## WHAT TO DO
In full and without alteration, repeat the material.

## DATASET ENTRIES
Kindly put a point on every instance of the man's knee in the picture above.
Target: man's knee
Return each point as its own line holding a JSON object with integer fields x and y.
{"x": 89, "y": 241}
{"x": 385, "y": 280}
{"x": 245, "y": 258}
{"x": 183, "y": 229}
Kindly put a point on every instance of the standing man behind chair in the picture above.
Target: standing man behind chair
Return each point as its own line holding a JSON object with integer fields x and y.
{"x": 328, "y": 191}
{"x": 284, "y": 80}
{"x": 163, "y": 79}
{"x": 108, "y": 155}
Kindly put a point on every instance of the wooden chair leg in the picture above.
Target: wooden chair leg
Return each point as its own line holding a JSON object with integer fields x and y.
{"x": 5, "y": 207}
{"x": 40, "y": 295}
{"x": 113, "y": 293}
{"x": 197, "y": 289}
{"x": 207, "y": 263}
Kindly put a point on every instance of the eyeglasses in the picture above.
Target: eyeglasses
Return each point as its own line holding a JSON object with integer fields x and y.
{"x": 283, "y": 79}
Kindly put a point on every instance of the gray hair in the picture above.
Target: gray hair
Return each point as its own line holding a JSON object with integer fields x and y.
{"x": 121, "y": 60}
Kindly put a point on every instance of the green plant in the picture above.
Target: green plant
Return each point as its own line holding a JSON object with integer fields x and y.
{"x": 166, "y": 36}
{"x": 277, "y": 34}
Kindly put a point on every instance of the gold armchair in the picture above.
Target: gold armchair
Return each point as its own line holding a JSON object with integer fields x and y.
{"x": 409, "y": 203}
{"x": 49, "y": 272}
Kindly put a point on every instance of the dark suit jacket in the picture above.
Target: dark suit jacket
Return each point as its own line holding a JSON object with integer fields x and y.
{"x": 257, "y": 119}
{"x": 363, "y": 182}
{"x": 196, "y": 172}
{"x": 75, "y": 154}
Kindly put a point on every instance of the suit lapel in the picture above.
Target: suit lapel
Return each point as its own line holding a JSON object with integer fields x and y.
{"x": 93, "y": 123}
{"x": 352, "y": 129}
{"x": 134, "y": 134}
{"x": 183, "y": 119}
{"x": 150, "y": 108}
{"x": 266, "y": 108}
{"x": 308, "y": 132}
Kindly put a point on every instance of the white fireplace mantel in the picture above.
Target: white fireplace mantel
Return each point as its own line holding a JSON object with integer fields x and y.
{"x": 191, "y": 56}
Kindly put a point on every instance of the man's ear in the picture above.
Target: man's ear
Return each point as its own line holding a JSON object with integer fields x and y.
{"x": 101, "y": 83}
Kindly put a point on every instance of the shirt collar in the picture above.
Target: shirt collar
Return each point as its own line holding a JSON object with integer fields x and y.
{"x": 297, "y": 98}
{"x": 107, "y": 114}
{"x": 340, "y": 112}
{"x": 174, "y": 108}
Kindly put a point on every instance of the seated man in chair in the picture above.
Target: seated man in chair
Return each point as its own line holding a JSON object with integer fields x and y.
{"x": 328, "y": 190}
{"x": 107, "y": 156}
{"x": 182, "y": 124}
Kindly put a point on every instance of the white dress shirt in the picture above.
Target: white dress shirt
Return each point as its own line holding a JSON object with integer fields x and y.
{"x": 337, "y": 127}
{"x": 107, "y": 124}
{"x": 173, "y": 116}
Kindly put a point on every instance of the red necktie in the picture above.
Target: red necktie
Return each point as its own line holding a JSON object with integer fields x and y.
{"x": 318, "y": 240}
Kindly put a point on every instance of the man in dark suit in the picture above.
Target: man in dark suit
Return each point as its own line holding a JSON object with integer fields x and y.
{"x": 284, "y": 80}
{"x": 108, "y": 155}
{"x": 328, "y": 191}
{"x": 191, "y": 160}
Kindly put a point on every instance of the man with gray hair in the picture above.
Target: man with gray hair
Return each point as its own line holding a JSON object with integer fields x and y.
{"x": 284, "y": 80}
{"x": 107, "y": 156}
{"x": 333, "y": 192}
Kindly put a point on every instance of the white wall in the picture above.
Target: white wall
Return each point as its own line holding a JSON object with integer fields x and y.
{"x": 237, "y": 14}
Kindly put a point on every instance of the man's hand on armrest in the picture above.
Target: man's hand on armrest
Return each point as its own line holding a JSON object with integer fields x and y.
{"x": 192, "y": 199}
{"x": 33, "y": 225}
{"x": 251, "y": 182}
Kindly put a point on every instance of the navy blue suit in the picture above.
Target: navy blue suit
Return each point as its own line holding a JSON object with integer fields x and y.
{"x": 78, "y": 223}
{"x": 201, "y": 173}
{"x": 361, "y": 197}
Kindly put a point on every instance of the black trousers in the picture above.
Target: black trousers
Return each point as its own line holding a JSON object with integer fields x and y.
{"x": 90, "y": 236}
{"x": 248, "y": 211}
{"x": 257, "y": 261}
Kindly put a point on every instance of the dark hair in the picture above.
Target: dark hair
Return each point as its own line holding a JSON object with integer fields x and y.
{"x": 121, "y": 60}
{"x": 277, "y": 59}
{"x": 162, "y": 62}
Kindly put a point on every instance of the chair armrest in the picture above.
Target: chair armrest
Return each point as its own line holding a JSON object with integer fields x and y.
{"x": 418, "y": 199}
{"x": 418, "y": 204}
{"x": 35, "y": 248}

## OUTPUT
Kindly put a point on every instance of the man's knee in the picture above.
Target: man's knee
Return each point as its own line holding a JSON object with integer fields x and y.
{"x": 89, "y": 241}
{"x": 385, "y": 280}
{"x": 245, "y": 258}
{"x": 183, "y": 229}
Kindly put a point on every instance of the standing man behind chair in the picture above.
Target: standing man behind chair
Return each point as its own line holding a JSON object with integer fields x and y.
{"x": 328, "y": 191}
{"x": 284, "y": 80}
{"x": 163, "y": 79}
{"x": 108, "y": 155}
Kindly put a point on every instance of the wooden chair leg in the picture above.
Target: wooden chair leg
Return each point as its own line holding a JSON object with integer fields x and y.
{"x": 5, "y": 207}
{"x": 40, "y": 295}
{"x": 113, "y": 293}
{"x": 197, "y": 289}
{"x": 207, "y": 263}
Kindly put a point on every instance of the eyeglasses in the picture above.
Target: eyeglasses
Return each point as its own line holding a JSON object with integer fields x and y.
{"x": 283, "y": 79}
Kindly put a point on every instance of the gray hair in the picture above.
Target: gray hair
Return each point as its own line holding a JSON object with integer fields x and y.
{"x": 121, "y": 60}
Kindly put a point on every instance of the green plant in the picture above.
Target: green plant
Return each point as its own line holding a JSON object with integer fields x and y.
{"x": 166, "y": 36}
{"x": 277, "y": 34}
Kindly put a point on every instance of the gold armchair in the picture above.
Target: gold armchair
Return each point as its own line holding a JSON object with integer fields x and y.
{"x": 409, "y": 203}
{"x": 49, "y": 272}
Kindly put a point on every instance of the dark suit jacket in the picture above.
Target: dark suit jacket
Return each point as its own line holding a JSON object with integer fields x and y.
{"x": 257, "y": 119}
{"x": 363, "y": 182}
{"x": 196, "y": 172}
{"x": 75, "y": 154}
Kindly put a point on every instance of the suit lapel in the picture above.
Target: suit lapel
Return each point as its own line holding a JSON object with integer fields x and y.
{"x": 93, "y": 123}
{"x": 352, "y": 129}
{"x": 134, "y": 134}
{"x": 183, "y": 119}
{"x": 150, "y": 108}
{"x": 266, "y": 108}
{"x": 308, "y": 132}
Kindly put a point on every instance of the white fireplace mantel in the picture above.
Target: white fireplace mantel
Return each point as its own line holding a JSON object with integer fields x and y.
{"x": 191, "y": 56}
Kindly put a point on every instance of the man's ear in the picture above.
Target: man's ear
Return each point as its own line holding a JSON object with integer fields x and y.
{"x": 101, "y": 83}
Kindly put a point on every instance of the shirt collar in the picture above.
Target: shirt collar
Return each point as its own line holding a JSON object with integer fields x and y.
{"x": 297, "y": 98}
{"x": 107, "y": 114}
{"x": 340, "y": 112}
{"x": 174, "y": 108}
Kindly put a point on every instance of the seated man in chair in the picture above.
Target: seated man in chair
Return each point as its own line holding a JSON object with integer fields x and y.
{"x": 328, "y": 190}
{"x": 107, "y": 156}
{"x": 182, "y": 124}
Kindly put a point on every instance of the white dress shirt in the picture above.
Target: white dress shirt
Return each point as its own line holding a JSON object with integer fields x and y.
{"x": 337, "y": 127}
{"x": 107, "y": 124}
{"x": 173, "y": 116}
Kindly put a point on every instance of the red necktie in the picture above.
Target: red necktie
Return each point as its own line holding a JSON object with integer fields x and y.
{"x": 318, "y": 240}
Kindly put a point on every instance of the man in dark suit in the picture above.
Target: man in dark suit
Return each point as its own line holding a JSON object with integer fields x and y.
{"x": 284, "y": 80}
{"x": 108, "y": 155}
{"x": 328, "y": 191}
{"x": 191, "y": 160}
Kindly put a point on every instance of the man with gray hair in the picture above.
Target: man with gray hair
Return each point as its own line holding a JSON object with integer fields x and y.
{"x": 284, "y": 80}
{"x": 107, "y": 156}
{"x": 333, "y": 192}
Kindly put a point on every instance of the white wall in the picture above.
Target: white wall
Return each point as its own line holding a JSON object with integer fields x and y.
{"x": 237, "y": 14}
Kindly put a point on every instance of the man's hand on armrest in the picture above.
Target: man's hand on armrest
Return each point as its own line holding a JSON object with integer fields x and y.
{"x": 192, "y": 199}
{"x": 33, "y": 225}
{"x": 251, "y": 182}
Kindly put a point on every instance of the navy blue suit in the picture above.
Target: navy blue suit
Return each point as its own line holding a JSON object with integer fields x and y.
{"x": 78, "y": 223}
{"x": 201, "y": 173}
{"x": 361, "y": 197}
Kindly put a point on every instance of the black trousers in the picture above.
Target: black trousers
Return each point as its own line holding a JSON object with integer fields x and y.
{"x": 90, "y": 236}
{"x": 248, "y": 211}
{"x": 257, "y": 261}
Kindly put a point on every instance of the dark hair in the picture above.
Target: dark hair
Return each point as its own line holding a JSON object with integer fields x and y.
{"x": 121, "y": 60}
{"x": 277, "y": 59}
{"x": 162, "y": 62}
Kindly put a point on every instance of the chair armrest in the picture above.
Target: chair armrest
Return each point as its own line holding a JSON object with integer fields x and y.
{"x": 418, "y": 199}
{"x": 418, "y": 204}
{"x": 35, "y": 248}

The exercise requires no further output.